=== Document text ===

Besides the air puff in the eye, the number one complaint about getting an eye exam is having to be dilated. Patients complain, and rightfully so, about the sensitivity to light and the blurry vision that sometimes accompany the dilating drops.
But the importance of dilating the eyes far outweighs the temporary side effects. Trying to look into someone’s undilated eyes for possible vision-threatening problems is like trying to look into a room through a keyhole. If you open the door of the room, dilate, you can see the entire picture. Retina hemorrhages from diabetes or high blood pressure, retina detachments, ocular tumors, glaucoma and macular degeneration can all be found early with a dilated retina exam.

=== Available data ===

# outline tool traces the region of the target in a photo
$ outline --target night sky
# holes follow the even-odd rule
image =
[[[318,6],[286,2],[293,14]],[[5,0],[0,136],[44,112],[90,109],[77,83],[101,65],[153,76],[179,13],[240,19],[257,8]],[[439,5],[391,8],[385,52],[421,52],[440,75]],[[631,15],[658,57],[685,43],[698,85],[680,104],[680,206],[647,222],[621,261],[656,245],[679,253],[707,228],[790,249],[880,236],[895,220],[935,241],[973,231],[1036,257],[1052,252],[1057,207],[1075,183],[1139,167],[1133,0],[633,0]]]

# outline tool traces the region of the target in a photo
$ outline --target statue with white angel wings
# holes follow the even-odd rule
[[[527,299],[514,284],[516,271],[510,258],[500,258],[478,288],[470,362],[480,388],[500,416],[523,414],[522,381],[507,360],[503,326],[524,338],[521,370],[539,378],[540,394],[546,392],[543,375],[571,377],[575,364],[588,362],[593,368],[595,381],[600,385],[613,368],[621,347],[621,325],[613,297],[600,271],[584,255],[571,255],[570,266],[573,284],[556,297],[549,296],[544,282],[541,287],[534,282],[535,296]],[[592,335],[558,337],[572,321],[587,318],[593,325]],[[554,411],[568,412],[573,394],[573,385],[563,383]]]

===

**Problem set:**
**1)** Reproduce verbatim the section of the eye dilation passage that begins with the words containing "Besides the air" and ends with "dilated retina exam.".
**2)** Take the eye dilation passage further, starting right after its final sentence.

**Expected responses:**
**1)**
Besides the air puff in the eye, the number one complaint about getting an eye exam is having to be dilated. Patients complain, and rightfully so, about the sensitivity to light and the blurry vision that sometimes accompany the dilating drops.
But the importance of dilating the eyes far outweighs the temporary side effects. Trying to look into someone’s undilated eyes for possible vision-threatening problems is like trying to look into a room through a keyhole. If you open the door of the room, dilate, you can see the entire picture. Retina hemorrhages from diabetes or high blood pressure, retina detachments, ocular tumors, glaucoma and macular degeneration can all be found early with a dilated retina exam.

**2)**
To be completely clear, there is no equal alternative to dilation. There are retina imaging devices available that can greatly improve the retina view with an undilated pupil, but they do not provide the same quality evaluation. That being said, combining the retina imaging device with a dilated exam can provide a great view of the retina, consistent with medical standards of care. Retina imaging devices and retina cameras alone don’t meet the standards of care for proper retina examination, and don’t be fooled if someone says otherwise.
There are drops that can be placed in the eyes by the optometrist that reverses the effects of dilation. Be sure to ask about these drops since they do allow you to resume normal activities much faster. And remember that the slight inconvenience of having your eyes dilated is a small price to pay to ensure clear and healthy eyes.